• **Exercise directions**: Print out the records in full, keeping each word unchanged.

• **Entries supplied**:
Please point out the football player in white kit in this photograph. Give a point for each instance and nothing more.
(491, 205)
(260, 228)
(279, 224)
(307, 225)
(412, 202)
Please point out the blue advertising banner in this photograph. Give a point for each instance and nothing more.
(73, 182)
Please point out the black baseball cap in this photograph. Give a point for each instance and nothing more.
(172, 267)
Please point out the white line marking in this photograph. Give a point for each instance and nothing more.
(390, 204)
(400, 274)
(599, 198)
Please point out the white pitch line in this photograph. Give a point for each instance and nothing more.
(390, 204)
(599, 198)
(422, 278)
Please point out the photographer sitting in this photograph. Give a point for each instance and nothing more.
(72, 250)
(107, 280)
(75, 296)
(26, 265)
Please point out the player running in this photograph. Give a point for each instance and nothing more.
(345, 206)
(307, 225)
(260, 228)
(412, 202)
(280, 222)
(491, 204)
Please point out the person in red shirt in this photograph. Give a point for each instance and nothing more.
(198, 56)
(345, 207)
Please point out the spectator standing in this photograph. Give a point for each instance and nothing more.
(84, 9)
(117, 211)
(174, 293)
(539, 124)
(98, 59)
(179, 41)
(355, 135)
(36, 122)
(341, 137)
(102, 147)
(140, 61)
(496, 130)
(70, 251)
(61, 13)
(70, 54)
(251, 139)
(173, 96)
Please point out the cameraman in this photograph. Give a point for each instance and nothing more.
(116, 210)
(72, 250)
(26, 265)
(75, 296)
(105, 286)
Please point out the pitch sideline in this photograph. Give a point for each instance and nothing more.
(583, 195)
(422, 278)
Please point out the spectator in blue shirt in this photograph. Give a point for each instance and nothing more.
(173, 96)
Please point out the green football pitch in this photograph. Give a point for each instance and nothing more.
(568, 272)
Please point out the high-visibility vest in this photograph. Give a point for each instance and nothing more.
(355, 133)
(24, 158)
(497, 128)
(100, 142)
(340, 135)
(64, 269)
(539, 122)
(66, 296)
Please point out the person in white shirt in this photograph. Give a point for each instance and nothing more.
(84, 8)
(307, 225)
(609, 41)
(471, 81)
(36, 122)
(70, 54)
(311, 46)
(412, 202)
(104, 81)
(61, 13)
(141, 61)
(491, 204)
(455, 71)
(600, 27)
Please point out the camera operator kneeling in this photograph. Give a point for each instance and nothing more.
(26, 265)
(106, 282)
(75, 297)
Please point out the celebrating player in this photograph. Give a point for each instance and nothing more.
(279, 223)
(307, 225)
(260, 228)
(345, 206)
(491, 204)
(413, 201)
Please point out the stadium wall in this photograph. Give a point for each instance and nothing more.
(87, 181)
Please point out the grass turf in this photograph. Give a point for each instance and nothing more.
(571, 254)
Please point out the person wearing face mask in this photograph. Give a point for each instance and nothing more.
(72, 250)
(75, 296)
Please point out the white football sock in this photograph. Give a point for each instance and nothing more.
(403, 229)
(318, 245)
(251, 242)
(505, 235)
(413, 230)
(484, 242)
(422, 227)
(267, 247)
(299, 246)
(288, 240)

• **Solution**:
Please point out the football player in white kit in this photograph. Give a point for each instance and nothing more.
(491, 205)
(260, 228)
(279, 224)
(307, 225)
(412, 202)
Please point out the blue advertising banner in this photograph. Give a point for each instance and nothing more.
(73, 182)
Please point out the black baseball cap in this photograph. Give a point for each instance and nothing more.
(172, 267)
Please point out the white line marking in this photograph. Give a point for each instance and nothing more.
(390, 204)
(400, 274)
(599, 198)
Please point out the white pitch line in this photograph. Give a point for each instance and nothing more.
(390, 204)
(599, 198)
(422, 278)
Please point out the photographer sitting in this photograph. Give a point for each instance and nothing more.
(72, 250)
(107, 280)
(75, 296)
(26, 265)
Please point out the player running in this photograph. Give a point for each instance and nothing more.
(345, 206)
(307, 225)
(260, 228)
(412, 202)
(280, 222)
(491, 204)
Please point out the person in red shirt in this photograph. Give a point for each instance and nothing more.
(198, 56)
(345, 207)
Please point out the spectator standing in this photograph. Give a point for each instance and nothing more.
(84, 9)
(117, 211)
(174, 293)
(539, 124)
(98, 59)
(179, 41)
(355, 135)
(36, 122)
(341, 137)
(102, 147)
(140, 61)
(496, 130)
(70, 251)
(61, 13)
(70, 54)
(251, 139)
(173, 96)
Please point out the cameraman in this photograph. Give a point for each instance and nothing more.
(116, 210)
(72, 250)
(26, 265)
(75, 296)
(105, 286)
Please point out the pitch sideline in this photograph. Give a point for each instance and nothing more.
(583, 195)
(422, 278)
Please point out the spectator in blue shirt in this photograph. Give a point for each instance and nothing more.
(173, 96)
Please point out the green football pitch in this photograph. Give a point for each instance and nothing more.
(568, 272)
Please point out the high-visibility vest in this photograph. Give a point for each instance and nothing more.
(355, 133)
(24, 158)
(497, 128)
(100, 142)
(340, 135)
(64, 269)
(539, 122)
(66, 296)
Please point out the person in white shirt in this photograph. Give a point for each instance and nothing more.
(84, 8)
(307, 225)
(609, 41)
(471, 81)
(36, 122)
(70, 54)
(311, 46)
(412, 202)
(104, 81)
(61, 13)
(141, 61)
(491, 204)
(455, 71)
(600, 27)
Please point out the camera operator kneeling in this photograph. Give a point for each instance and nothing more.
(26, 265)
(106, 282)
(75, 297)
Please point out the celebrating player in this photograph. Give a point for each instance and nothing more.
(279, 223)
(307, 225)
(260, 228)
(345, 206)
(491, 204)
(413, 201)
Please point out the stadium wall in this photograph. Give a point for each instance and nothing more.
(87, 181)
Please point out the grass turf in this photograph. Give a point for each instance and nothing more.
(571, 254)
Please point out the person wearing face mask in this photograph. Give a point for each instance and nothing more.
(72, 250)
(75, 296)
Please point out the white football sock in this photograph. Give a point for each instance and nothing more.
(403, 229)
(318, 245)
(251, 242)
(505, 235)
(413, 230)
(484, 242)
(422, 227)
(267, 247)
(299, 246)
(288, 240)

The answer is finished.